* **TASK**:
Can you rewrite the lines starting at the one containing "hair in the image above." and ending at the one containing "0;0;410;512", replacing "brown" with "black" and keeping everything else the same? Give only those lines.

* **INFORMATION GIVEN**:
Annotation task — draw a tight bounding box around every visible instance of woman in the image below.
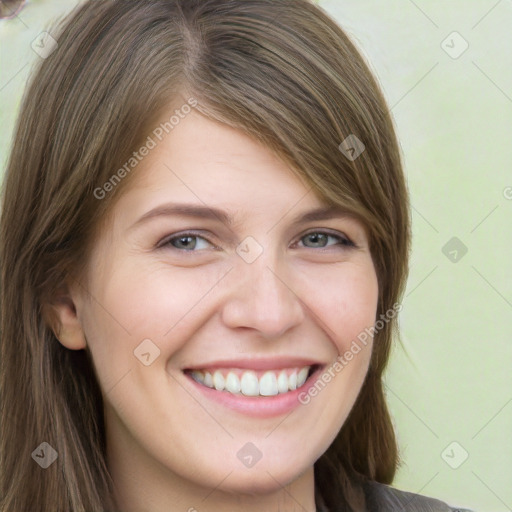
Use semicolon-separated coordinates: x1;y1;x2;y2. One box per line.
0;0;472;512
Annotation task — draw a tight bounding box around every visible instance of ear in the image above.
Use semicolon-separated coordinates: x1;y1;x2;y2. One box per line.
45;285;87;350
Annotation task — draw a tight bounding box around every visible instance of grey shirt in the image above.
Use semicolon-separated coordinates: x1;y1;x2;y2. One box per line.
365;482;473;512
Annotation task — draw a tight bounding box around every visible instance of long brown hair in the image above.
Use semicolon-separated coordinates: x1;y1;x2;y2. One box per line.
0;0;410;512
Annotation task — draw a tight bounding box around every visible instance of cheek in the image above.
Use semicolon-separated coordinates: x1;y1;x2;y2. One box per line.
81;263;222;378
298;258;378;354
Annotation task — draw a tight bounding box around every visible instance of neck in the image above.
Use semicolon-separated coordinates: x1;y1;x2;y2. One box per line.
107;416;316;512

* **THE REPLY**:
Annotation task — draw a tight bounding box around every visible instance of long black hair in the image above.
Use semicolon-separated coordinates: x1;y1;x2;y2. One box per line.
0;0;410;512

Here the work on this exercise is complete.